- [Page text]
Re: Why my Spark job is slow and it throws OOM which leads YARN killing executors?

Umesh Kacha Sat, 12 Sep 2015 13:56:37 -0700

Hi Richard, thanks much for the reply. If I dont create threads job runs
too slow since I have thousand jobs or thousand hive partitions directory
to process. hiveContext.sql(...) runs fine and creates output as I expected
do I need to call any action method really? Job works fine as expected I am
just hitting physical memory limit and YARN kills executor I saw it in YARN
logs. I believe because of group by queries lots shuffle data moves around
and creates mess. Please guide.


On Sun, Sep 13, 2015 at 2:09 AM, Richard W. Eggert II <
richard.egg...@gmail.com> wrote:

> Without a stack trace, I can't say for certain what is causing your
> OutOfMemoryError, but I do see a number of problems with your code.
>
> First of all, given that Spark is a parallel processing framework, it is
> almost never necessary to manually create a thread pool within the driver.
> You should instead chain together some RDDs and let Spark parallelize the
> work on the cluster for you.
>
> Secondly, unless I'm mistaken, SQLContext.sql (which HiveContext inherits)
> does not actually execute your SQL query. It just creates a DataFrame that
> represents the query. You have to invoke one of DataFrame's "action"
> methods (such as count, collect, foreach, or saveAsTextFile) to cause Spark
> to create a job to actually execute the query. The documentation is
> admittedly a bit vague and misleading about this, however.
>
> Rich
>
> On September 12, 2015, at 3:52 PM, unk1102 <umesh.ka...@gmail.com> wrote:
>
> Hi I have the following Spark driver program/job which reads ORC files
> (i.e.
> hive partitions as HDFS directories) process them in DataFrame and use them
> as table in hiveContext.sql(). Job runs fine it gives correct results but
> it
> hits physical memory limit after one hour or so and YARN kills executor and
> things gets slower and slower. Please see the following code and help me
> identify problem. I created 20 Threads from driver program and spawn them.
> Thread logic contains lambda function which gets executed on executors.
> Please guide I am new to Spark. Thanks much.

- [Information supplied]
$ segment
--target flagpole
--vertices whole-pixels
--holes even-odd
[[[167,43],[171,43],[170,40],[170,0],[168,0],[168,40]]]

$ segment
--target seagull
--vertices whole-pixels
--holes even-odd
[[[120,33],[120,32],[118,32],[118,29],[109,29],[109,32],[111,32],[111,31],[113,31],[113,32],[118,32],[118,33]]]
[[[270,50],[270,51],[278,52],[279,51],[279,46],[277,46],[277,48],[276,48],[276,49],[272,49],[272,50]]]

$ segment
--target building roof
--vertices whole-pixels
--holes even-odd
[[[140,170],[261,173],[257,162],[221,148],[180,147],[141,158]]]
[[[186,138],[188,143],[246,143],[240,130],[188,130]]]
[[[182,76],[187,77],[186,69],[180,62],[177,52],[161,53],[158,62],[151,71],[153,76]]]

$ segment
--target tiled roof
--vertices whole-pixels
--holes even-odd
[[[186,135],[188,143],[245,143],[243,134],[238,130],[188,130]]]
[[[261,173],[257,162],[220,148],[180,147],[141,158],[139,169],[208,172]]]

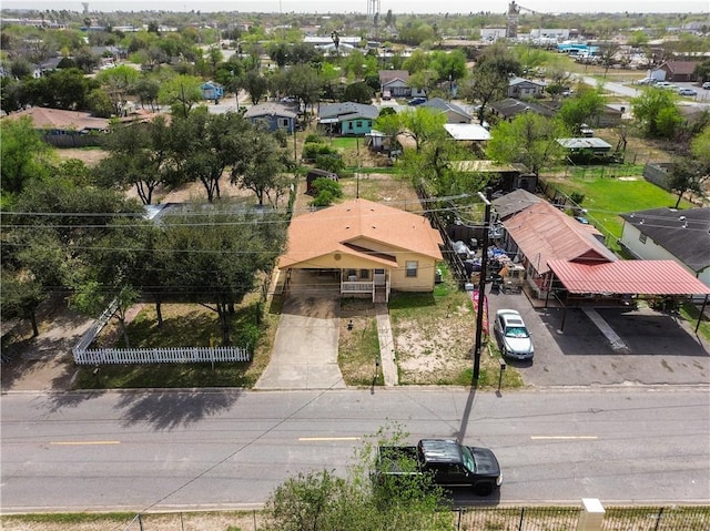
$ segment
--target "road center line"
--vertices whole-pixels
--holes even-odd
[[[597,436],[530,436],[531,440],[597,440]]]
[[[120,445],[121,441],[52,441],[51,446]]]
[[[298,437],[300,442],[313,441],[356,441],[359,437]]]

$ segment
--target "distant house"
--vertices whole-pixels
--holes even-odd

- [Aim A]
Does each of these statements agree with the Spark forum thread? Answer yes or no for each, quoting the words from the thread that decide it. (i) Richard W. Eggert II says that SQLContext.sql by itself executes the SQL query. (ii) The original post says the driver program created 20 threads. (iii) Umesh Kacha says he saw the executor being killed in the YARN logs.
- [Aim B]
How would you put this sentence from the Spark forum thread into Spanish: "Without a stack trace, I can't say for certain what is causing your OutOfMemoryError, but I do see a number of problems with your code."
- [Aim C]
Transcribe the Spark forum thread starting with "On Sun, Sep" and going on through "within the driver.".

- [Exercise answer A]
(i) No: "does not actually execute your SQL query."
(ii) Yes: "I created 20 Threads from driver program and spawn them."
(iii) Yes: "YARN kills executor I saw it in YARN logs."

- [Exercise answer B]
Sin una traza de la pila, no puedo decir con certeza qué está causando tu OutOfMemoryError, pero sí veo varios problemas en tu código.

- [Exercise answer C]
On Sun, Sep 13, 2015 at 2:09 AM, Richard W. Eggert II <
richard.egg...@gmail.com> wrote:

> Without a stack trace, I can't say for certain what is causing your
> OutOfMemoryError, but I do see a number of problems with your code.
>
> First of all, given that Spark is a parallel processing framework, it is
> almost never necessary to manually create a thread pool within the driver.